(Auszüge aus einem Datensatz mit Ortsannotationen)
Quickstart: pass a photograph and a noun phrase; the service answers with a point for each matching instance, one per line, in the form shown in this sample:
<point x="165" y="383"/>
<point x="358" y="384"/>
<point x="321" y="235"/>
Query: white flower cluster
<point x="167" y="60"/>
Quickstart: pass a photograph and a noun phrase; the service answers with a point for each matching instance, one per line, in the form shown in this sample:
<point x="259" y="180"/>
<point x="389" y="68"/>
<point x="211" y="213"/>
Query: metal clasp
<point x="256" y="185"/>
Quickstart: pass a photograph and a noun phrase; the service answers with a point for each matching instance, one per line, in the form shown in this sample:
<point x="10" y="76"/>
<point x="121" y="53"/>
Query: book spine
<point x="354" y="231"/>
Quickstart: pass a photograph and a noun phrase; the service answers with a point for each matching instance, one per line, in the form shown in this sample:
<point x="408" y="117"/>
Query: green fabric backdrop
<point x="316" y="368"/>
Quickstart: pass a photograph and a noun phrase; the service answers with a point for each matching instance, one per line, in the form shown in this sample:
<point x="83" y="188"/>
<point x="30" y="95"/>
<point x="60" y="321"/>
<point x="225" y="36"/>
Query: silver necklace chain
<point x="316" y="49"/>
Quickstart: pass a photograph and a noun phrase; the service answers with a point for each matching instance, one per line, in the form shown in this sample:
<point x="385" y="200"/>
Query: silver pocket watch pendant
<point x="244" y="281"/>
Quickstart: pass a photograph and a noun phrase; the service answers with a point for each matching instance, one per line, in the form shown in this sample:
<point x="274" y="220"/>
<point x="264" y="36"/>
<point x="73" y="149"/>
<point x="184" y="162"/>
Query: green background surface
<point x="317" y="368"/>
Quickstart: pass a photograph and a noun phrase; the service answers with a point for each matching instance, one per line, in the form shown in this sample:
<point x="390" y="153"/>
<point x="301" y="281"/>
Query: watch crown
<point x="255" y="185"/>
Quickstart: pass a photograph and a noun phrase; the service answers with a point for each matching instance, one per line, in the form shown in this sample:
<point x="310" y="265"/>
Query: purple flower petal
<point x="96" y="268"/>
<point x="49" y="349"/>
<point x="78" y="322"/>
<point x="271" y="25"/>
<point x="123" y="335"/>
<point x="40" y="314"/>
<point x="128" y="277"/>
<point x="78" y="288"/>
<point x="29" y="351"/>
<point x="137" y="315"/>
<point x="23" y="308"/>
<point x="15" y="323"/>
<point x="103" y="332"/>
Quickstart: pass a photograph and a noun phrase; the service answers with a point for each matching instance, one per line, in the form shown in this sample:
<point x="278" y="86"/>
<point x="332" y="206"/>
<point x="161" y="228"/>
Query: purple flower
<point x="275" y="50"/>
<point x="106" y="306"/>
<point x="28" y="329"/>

• **SCHRIFTLICHE AUFGABE**
Zeige jede Zeile der Auszüge oben, in der das Wort „silver“ vorkommt. Groß- und Kleinschreibung zählt.

• **ANTWORT**
Query: silver necklace chain
Query: silver pocket watch pendant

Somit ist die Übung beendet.